What the task requires
From the records below, keep only the lines that contain the word "white", and copy each of those lines out unchanged.

* start The input *

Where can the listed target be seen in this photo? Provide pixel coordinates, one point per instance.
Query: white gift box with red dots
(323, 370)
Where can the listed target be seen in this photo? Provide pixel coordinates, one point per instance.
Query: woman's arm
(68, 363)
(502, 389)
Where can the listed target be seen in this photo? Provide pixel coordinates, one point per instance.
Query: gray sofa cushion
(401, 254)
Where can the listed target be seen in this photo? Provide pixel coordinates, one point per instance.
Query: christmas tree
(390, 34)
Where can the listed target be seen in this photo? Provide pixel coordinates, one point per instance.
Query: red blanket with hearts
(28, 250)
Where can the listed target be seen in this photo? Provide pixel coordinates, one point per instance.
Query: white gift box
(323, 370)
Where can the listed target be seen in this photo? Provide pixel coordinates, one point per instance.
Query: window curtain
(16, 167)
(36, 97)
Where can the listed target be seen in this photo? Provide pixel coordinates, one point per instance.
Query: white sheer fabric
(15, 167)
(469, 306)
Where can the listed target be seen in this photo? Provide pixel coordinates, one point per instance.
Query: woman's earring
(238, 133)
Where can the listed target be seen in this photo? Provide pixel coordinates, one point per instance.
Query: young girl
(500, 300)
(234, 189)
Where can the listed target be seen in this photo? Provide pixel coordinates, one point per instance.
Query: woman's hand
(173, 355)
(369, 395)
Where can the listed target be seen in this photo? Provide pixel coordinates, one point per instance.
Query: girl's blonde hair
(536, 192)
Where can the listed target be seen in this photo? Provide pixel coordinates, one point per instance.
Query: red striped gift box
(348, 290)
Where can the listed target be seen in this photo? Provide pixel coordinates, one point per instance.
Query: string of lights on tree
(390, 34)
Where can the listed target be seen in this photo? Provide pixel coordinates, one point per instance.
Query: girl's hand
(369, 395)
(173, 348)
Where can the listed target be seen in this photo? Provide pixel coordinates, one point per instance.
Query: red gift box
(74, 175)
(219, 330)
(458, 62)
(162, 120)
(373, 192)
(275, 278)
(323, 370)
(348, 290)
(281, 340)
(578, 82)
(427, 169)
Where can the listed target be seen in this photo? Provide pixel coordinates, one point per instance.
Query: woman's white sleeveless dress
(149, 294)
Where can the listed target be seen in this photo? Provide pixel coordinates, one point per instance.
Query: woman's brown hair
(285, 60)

* end The input *
* start The input *

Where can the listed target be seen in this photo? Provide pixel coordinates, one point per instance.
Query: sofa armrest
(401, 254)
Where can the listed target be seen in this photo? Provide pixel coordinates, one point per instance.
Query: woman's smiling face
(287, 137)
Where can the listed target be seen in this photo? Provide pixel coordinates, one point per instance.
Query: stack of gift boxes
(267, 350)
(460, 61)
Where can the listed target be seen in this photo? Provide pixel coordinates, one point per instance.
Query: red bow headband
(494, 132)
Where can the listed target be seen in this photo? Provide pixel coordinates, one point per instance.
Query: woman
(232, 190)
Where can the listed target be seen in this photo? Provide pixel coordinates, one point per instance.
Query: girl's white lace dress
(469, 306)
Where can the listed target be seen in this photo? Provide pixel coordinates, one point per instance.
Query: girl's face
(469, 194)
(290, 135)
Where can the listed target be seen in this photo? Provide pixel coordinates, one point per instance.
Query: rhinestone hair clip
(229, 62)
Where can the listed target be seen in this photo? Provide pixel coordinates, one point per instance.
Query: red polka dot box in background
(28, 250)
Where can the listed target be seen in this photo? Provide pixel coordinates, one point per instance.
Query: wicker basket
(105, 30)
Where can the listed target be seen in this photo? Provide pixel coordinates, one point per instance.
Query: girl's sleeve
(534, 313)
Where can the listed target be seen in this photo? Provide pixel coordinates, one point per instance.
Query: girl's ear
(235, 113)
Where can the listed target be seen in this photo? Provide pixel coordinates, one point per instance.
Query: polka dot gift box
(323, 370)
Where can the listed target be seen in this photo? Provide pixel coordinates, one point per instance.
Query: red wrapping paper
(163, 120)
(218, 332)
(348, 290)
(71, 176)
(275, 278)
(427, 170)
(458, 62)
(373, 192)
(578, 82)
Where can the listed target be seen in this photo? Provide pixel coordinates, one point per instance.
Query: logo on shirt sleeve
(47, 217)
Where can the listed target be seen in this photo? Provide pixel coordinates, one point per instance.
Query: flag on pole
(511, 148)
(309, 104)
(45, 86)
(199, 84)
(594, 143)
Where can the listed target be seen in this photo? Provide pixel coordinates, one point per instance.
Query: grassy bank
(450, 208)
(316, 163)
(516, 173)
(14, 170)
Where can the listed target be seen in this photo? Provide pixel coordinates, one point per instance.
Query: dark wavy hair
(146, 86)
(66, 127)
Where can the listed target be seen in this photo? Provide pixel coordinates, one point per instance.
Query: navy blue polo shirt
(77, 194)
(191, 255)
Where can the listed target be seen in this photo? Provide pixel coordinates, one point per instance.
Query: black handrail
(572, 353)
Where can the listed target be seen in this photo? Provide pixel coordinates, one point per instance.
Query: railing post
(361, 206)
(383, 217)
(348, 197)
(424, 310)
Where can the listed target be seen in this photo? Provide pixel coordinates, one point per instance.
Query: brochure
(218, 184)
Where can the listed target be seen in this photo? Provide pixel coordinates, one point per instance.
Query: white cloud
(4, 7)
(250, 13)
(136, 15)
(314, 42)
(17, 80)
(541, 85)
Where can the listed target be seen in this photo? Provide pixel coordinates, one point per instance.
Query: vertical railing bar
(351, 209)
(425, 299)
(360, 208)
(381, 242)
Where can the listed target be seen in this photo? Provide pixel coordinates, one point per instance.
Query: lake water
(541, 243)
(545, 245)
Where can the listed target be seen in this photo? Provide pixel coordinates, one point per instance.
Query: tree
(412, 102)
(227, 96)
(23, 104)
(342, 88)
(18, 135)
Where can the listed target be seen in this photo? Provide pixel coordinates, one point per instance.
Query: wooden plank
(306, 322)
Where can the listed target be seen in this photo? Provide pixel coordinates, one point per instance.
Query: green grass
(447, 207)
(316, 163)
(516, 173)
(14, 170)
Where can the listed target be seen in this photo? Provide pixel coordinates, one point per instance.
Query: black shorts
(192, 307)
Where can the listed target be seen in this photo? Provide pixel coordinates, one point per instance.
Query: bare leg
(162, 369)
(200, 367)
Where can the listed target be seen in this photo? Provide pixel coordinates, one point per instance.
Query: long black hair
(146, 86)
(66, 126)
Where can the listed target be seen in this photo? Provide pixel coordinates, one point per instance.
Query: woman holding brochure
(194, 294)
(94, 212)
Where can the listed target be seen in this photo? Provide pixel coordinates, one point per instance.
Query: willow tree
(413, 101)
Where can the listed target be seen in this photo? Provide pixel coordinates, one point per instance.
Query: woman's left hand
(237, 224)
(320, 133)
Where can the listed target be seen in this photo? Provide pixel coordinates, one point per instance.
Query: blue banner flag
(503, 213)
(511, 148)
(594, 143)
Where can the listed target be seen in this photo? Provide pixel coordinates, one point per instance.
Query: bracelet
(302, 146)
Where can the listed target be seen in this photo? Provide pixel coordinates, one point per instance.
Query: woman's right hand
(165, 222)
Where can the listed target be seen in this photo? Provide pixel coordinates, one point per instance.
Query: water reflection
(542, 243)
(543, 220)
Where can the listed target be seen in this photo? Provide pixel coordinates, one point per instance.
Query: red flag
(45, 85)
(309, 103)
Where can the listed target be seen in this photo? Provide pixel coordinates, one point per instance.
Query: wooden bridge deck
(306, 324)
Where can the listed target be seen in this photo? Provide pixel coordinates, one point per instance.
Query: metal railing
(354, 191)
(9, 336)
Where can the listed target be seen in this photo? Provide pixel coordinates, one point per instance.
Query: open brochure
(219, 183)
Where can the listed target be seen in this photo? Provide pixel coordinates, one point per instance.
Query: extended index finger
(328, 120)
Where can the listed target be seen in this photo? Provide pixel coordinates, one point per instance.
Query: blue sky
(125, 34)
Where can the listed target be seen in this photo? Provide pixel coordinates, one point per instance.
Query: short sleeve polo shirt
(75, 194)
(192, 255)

* end The input *

Solution to this problem
Query: white gift box with red dots
Query: white gift box
Query: white sheer fabric
Query: woman's white sleeveless dress
Query: girl's white lace dress
Query: white cloud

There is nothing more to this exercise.